▶ [REQUIRED WORK]:
In the Philosophy of Life page below, copy the passage from "by the Class" to "courses of success." but swap "seniors" for "graduates".
[PAGE EXCERPT start]
Philosophy of Life

by the Class of 2010


Every senior at RFH must complete a Philosophy of Life in which they consider, create and compose their beliefs in a 10-page paper.  While daunting, many seniors use it as an opportunity to reflect, perhaps for the first time, on who they have become while at RFH, as well as what events and people influenced that development.  Each senior has been molded and shaped by careful hands, and as they graduate on June 18, 2010, we will be sad to see them go, but will also watch them leave this school with pride and confidence in their future successes.

Below are some excerpts from this year’s Philosophy of Life papers.  They detail outstanding values and careful reflection, and map the courses of success.

Congratulations, Class of 2010!
[PAGE EXCERPT end]
[INFORMATION SHOWN start]
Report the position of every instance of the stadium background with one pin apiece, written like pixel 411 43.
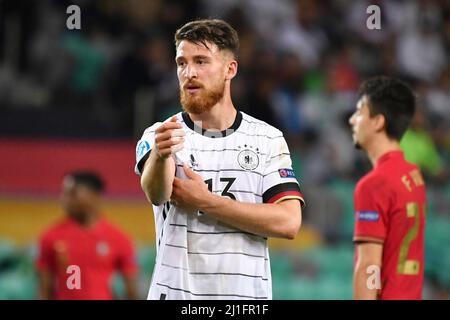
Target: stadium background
pixel 81 99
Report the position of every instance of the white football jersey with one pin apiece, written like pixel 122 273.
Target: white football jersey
pixel 198 256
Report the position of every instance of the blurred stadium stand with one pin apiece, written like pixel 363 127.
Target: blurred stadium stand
pixel 81 99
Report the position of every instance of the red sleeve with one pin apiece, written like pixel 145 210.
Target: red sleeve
pixel 44 259
pixel 126 259
pixel 370 211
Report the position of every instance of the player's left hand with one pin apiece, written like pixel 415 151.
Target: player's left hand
pixel 189 194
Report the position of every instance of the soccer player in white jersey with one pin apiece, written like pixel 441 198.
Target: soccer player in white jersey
pixel 220 181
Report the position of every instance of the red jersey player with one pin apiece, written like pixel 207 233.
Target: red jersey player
pixel 389 200
pixel 78 256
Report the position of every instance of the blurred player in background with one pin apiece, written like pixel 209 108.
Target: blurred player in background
pixel 389 200
pixel 84 239
pixel 220 181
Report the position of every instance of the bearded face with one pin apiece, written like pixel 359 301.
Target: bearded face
pixel 196 98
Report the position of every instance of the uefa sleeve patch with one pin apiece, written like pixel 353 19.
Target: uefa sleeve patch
pixel 370 216
pixel 286 173
pixel 142 148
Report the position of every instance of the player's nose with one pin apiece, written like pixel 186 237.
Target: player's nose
pixel 190 72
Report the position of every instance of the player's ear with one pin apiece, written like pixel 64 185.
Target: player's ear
pixel 380 122
pixel 231 71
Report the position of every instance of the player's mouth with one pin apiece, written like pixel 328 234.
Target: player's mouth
pixel 192 88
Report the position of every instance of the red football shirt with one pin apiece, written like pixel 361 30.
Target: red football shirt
pixel 98 251
pixel 390 209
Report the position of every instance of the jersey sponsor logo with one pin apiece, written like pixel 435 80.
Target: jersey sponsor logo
pixel 141 149
pixel 248 159
pixel 371 216
pixel 286 173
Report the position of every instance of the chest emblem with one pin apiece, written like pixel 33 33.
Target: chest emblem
pixel 248 159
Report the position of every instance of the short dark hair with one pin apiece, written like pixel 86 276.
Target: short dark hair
pixel 88 179
pixel 394 100
pixel 217 31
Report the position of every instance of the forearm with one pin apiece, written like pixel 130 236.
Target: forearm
pixel 270 220
pixel 157 178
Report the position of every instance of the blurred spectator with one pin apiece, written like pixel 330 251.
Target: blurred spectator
pixel 78 256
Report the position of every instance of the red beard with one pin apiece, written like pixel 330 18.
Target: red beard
pixel 202 100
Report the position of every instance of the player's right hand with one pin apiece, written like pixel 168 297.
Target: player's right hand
pixel 169 138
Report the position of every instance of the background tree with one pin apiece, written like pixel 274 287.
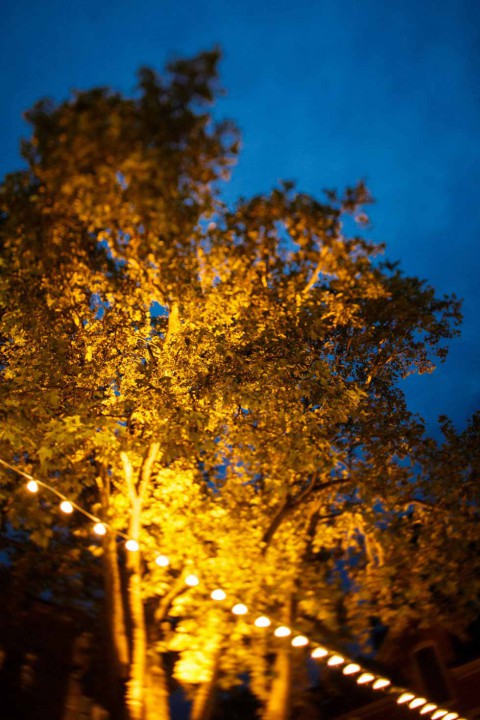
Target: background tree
pixel 218 382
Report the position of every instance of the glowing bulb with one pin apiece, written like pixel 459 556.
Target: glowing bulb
pixel 405 697
pixel 239 609
pixel 335 660
pixel 262 621
pixel 429 707
pixel 282 631
pixel 162 561
pixel 300 641
pixel 364 678
pixel 417 702
pixel 351 669
pixel 192 580
pixel 380 683
pixel 318 653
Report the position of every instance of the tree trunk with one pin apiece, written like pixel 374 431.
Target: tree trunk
pixel 203 702
pixel 137 682
pixel 278 706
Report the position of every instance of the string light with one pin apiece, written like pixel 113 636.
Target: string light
pixel 239 609
pixel 335 660
pixel 300 641
pixel 406 697
pixel 365 678
pixel 351 669
pixel 318 653
pixel 282 631
pixel 262 621
pixel 191 580
pixel 162 561
pixel 418 702
pixel 381 683
pixel 429 707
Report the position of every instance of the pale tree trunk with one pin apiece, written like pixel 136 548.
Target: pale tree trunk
pixel 278 705
pixel 137 680
pixel 203 701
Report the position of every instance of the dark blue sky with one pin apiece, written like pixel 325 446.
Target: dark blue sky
pixel 325 93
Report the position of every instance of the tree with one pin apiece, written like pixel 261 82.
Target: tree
pixel 223 375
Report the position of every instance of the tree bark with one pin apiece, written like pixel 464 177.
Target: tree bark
pixel 137 680
pixel 278 706
pixel 203 702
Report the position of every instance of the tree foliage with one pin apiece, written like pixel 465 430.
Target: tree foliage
pixel 221 383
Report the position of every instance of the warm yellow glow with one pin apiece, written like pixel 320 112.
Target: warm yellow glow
pixel 335 660
pixel 351 669
pixel 282 631
pixel 429 707
pixel 417 702
pixel 300 641
pixel 318 653
pixel 192 580
pixel 162 561
pixel 262 621
pixel 380 683
pixel 239 609
pixel 364 678
pixel 405 697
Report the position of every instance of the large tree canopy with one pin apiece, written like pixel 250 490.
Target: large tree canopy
pixel 219 382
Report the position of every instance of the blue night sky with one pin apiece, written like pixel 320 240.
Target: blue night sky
pixel 325 93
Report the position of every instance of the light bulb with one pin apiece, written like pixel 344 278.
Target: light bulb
pixel 162 561
pixel 282 631
pixel 300 641
pixel 364 678
pixel 262 621
pixel 380 683
pixel 417 702
pixel 335 660
pixel 351 669
pixel 429 707
pixel 239 609
pixel 405 697
pixel 318 653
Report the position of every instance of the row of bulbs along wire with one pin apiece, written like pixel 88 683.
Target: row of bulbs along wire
pixel 332 659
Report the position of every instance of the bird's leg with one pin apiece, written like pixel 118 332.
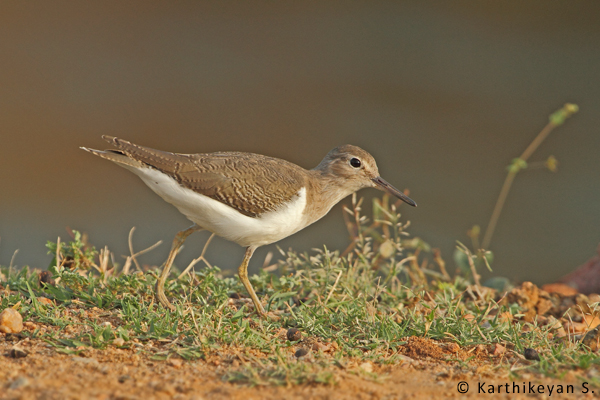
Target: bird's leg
pixel 243 272
pixel 160 283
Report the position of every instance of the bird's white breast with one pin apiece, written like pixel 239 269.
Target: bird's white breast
pixel 223 220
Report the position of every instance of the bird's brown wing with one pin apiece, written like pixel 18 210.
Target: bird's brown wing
pixel 250 183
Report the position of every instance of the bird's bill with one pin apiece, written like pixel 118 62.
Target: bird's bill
pixel 383 185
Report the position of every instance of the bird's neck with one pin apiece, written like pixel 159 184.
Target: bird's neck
pixel 324 190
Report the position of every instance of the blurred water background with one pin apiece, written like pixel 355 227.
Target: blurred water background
pixel 443 94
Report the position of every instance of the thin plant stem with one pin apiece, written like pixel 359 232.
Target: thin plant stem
pixel 556 119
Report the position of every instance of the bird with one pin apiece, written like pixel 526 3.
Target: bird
pixel 250 199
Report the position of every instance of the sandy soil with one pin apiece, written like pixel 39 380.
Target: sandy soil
pixel 117 373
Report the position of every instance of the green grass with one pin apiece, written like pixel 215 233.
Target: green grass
pixel 364 305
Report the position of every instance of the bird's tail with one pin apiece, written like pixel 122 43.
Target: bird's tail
pixel 116 156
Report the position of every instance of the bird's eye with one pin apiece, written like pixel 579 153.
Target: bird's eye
pixel 355 162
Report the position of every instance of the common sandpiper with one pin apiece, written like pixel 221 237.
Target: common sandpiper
pixel 247 198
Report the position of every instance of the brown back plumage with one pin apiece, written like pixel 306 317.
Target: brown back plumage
pixel 250 183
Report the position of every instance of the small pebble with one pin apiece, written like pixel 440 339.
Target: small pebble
pixel 293 334
pixel 367 367
pixel 175 362
pixel 17 352
pixel 301 352
pixel 46 278
pixel 11 321
pixel 29 325
pixel 19 383
pixel 45 301
pixel 531 354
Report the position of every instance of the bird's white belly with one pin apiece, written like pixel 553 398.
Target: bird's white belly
pixel 223 220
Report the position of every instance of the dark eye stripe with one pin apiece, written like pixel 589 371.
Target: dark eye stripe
pixel 355 162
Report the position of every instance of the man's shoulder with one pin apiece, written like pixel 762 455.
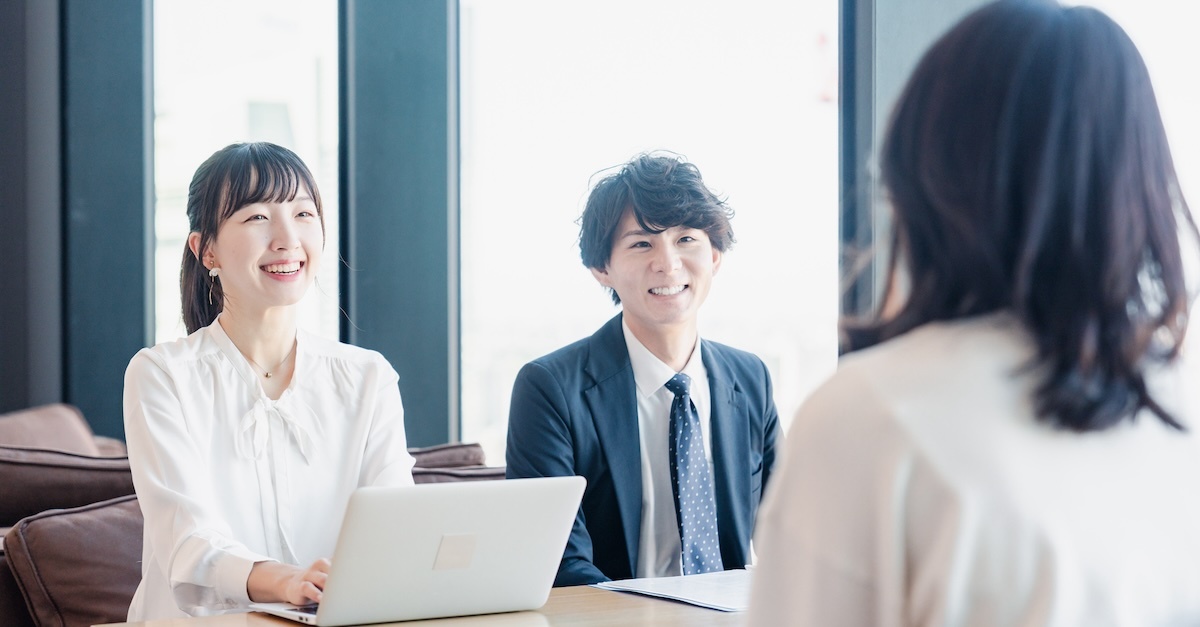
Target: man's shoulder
pixel 603 345
pixel 735 358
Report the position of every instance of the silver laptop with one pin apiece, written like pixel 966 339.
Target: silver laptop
pixel 444 549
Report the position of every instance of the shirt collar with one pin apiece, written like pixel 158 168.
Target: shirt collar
pixel 649 372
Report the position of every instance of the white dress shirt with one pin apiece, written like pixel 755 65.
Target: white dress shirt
pixel 918 489
pixel 226 477
pixel 659 549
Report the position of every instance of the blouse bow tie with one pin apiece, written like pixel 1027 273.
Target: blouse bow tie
pixel 255 428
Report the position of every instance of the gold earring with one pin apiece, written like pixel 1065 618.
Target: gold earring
pixel 214 272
[INFORMATION SHOWN end]
▶ [SOLUTION TO THE PROBLEM]:
by the Class of 2010


Every senior at RFH must complete a Philosophy of Life in which they consider, create and compose their beliefs in a 10-page paper.  While daunting, many graduates use it as an opportunity to reflect, perhaps for the first time, on who they have become while at RFH, as well as what events and people influenced that development.  Each senior has been molded and shaped by careful hands, and as they graduate on June 18, 2010, we will be sad to see them go, but will also watch them leave this school with pride and confidence in their future successes.

Below are some excerpts from this year’s Philosophy of Life papers.  They detail outstanding values and careful reflection, and map the courses of success.